Em 1996 foi encerrada a animação conhecida como X-Men: A Série Animada (X-Men: The Animated Series, 1992 – 1997), focada nos mutantes conhecidos da Marvel Comics e adaptando histórias da equipe e seus múltiplos vilões e inimigos. Ao final da animação, Charles Xavier é atacado por Henry Peter Gyrich e fatalmente ferido, a única forma do “pai” do time não morrer é ir ao planeta Shi’ar para ser curado, assim deixando a Terra. O final é bem executado a nível narrativo, serve para encerrar a quinta temporada da animação, com uma animação bem ruim considerando os cortes na temporada. Mas bem, é um final, final esse sem deixar muitas pontas soltas mas assim deixando em aberto o fato de o time ainda ter suas missões para tornar o mundo melhor para mutantes. Em 2019 a Disney e a Marvel anunciaram um revival do seriado, mostrando o time de mutantes lidando com um mundo após a suposta partida de Charles Xavier. Como a animação original foi até o ano de ‘96, essa nova obra seria intitulada X-Men ‘97 (2024 -) e teria como roteirista chefe e showrunner Beau DeMayo.
================
**OBJETIVO**:
Indique se cada afirmação abaixo está de acordo com o texto fornecido, respondendo sim ou não e citando literalmente o trecho decisivo.
1. A série animada original dos X-Men foi encerrada em 1996.
2. No final da animação, Charles Xavier é atacado por Magneto.
3. O revival do seriado foi anunciado pela Disney e pela Marvel em 2019.
Baseie-se somente no texto fornecido.

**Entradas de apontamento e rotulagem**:
================
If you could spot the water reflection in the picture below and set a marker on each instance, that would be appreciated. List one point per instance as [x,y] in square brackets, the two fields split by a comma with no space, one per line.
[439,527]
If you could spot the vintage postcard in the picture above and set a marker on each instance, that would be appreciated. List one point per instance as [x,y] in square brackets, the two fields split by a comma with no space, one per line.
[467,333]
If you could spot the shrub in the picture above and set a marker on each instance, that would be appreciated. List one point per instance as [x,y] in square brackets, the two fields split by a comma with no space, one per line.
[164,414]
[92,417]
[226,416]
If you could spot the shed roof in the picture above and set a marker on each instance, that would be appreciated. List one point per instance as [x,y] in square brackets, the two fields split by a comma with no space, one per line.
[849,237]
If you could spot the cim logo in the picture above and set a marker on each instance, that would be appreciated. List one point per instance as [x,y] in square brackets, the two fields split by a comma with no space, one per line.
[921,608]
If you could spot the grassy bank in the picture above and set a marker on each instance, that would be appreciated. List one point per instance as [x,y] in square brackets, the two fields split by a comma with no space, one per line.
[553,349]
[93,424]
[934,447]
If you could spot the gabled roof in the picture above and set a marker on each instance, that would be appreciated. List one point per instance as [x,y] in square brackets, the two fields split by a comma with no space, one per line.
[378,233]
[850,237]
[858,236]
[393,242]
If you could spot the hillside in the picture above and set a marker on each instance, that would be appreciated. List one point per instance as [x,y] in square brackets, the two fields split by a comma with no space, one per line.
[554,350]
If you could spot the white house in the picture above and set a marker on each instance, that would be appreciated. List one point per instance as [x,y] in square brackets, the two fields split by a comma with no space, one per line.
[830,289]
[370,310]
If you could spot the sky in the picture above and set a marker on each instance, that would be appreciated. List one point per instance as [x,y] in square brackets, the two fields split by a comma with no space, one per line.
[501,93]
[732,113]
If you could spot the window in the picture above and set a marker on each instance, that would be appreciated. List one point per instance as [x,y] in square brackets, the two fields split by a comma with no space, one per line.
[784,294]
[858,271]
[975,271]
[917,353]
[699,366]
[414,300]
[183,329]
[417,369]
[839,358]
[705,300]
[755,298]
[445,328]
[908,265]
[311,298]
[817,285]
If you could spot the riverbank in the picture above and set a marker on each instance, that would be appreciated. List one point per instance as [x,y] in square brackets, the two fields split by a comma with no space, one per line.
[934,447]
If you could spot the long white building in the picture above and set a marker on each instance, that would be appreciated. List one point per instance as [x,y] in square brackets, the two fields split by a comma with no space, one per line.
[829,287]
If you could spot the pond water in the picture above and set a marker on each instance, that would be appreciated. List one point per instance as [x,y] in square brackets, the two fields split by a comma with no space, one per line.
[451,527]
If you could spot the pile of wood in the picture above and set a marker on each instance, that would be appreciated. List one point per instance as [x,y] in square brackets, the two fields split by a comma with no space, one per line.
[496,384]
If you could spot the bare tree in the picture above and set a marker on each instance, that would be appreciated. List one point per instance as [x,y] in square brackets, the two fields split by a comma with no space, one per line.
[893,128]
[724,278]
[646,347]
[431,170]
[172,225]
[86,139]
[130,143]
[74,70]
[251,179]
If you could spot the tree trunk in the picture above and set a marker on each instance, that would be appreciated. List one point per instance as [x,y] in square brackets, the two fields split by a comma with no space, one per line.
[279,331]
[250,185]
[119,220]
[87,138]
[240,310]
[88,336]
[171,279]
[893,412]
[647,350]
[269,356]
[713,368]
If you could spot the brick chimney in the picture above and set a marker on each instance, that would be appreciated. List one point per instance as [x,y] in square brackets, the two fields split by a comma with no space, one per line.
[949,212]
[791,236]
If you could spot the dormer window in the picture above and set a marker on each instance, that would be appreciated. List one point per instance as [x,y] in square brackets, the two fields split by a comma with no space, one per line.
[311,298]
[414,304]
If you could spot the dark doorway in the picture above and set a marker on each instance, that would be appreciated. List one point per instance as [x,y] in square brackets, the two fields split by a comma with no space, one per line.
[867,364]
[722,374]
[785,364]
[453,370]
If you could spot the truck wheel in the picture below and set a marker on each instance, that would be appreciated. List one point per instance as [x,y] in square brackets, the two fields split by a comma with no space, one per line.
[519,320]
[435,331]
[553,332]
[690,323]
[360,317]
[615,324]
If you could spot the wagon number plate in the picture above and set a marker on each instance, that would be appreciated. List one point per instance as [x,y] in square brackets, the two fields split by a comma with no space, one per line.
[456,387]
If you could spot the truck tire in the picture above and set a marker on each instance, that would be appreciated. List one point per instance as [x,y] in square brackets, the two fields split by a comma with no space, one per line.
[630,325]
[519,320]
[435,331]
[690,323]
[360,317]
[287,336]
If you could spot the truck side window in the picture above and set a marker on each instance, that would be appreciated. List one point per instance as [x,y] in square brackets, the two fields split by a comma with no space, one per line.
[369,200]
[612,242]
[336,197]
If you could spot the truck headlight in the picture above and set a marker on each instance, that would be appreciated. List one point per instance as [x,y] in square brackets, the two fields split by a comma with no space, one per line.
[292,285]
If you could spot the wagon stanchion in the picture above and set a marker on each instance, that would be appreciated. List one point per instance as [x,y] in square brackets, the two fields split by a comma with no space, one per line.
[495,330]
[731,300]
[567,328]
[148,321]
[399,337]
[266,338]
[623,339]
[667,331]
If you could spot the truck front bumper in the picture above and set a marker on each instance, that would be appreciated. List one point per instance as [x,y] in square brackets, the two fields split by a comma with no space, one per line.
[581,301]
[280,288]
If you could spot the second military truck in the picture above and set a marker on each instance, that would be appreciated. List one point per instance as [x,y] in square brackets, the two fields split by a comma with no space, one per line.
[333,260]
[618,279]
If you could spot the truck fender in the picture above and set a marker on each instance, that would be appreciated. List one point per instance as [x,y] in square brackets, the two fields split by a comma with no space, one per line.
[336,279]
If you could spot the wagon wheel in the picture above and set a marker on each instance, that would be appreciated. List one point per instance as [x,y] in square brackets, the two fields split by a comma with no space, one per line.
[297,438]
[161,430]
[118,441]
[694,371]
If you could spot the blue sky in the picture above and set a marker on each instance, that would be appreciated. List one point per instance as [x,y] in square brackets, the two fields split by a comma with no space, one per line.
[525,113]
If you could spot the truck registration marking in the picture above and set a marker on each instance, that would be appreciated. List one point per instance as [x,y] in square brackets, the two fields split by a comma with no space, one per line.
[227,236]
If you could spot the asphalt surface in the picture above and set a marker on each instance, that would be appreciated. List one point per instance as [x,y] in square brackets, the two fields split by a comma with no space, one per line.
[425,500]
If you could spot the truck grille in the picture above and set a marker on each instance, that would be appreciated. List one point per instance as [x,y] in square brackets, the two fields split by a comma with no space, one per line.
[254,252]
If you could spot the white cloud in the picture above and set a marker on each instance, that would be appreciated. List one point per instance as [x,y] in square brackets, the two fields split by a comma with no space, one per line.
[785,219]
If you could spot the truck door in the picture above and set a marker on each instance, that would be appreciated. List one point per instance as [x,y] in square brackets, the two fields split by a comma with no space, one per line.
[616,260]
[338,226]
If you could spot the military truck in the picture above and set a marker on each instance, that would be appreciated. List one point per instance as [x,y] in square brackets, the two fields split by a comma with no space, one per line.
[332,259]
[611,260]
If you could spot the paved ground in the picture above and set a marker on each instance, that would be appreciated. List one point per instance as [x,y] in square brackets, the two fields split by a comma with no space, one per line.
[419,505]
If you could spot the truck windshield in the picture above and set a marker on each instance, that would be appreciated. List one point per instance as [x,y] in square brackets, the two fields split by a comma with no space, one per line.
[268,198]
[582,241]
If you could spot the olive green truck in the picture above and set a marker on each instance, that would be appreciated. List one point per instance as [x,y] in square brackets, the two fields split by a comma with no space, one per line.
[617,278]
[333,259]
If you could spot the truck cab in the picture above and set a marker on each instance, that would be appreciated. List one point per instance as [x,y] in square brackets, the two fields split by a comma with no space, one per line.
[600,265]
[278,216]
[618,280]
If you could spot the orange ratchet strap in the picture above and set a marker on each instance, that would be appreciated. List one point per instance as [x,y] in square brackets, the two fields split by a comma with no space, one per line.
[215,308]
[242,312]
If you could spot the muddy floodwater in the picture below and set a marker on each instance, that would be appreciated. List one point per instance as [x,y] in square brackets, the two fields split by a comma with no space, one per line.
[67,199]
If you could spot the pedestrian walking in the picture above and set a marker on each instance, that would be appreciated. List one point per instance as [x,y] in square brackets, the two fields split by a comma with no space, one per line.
================
**RESPOSTA**:
1. Sim: "Em 1996 foi encerrada a animação conhecida como X-Men: A Série Animada"
2. Não: "Charles Xavier é atacado por Henry Peter Gyrich"
3. Sim: "Em 2019 a Disney e a Marvel anunciaram um revival do seriado"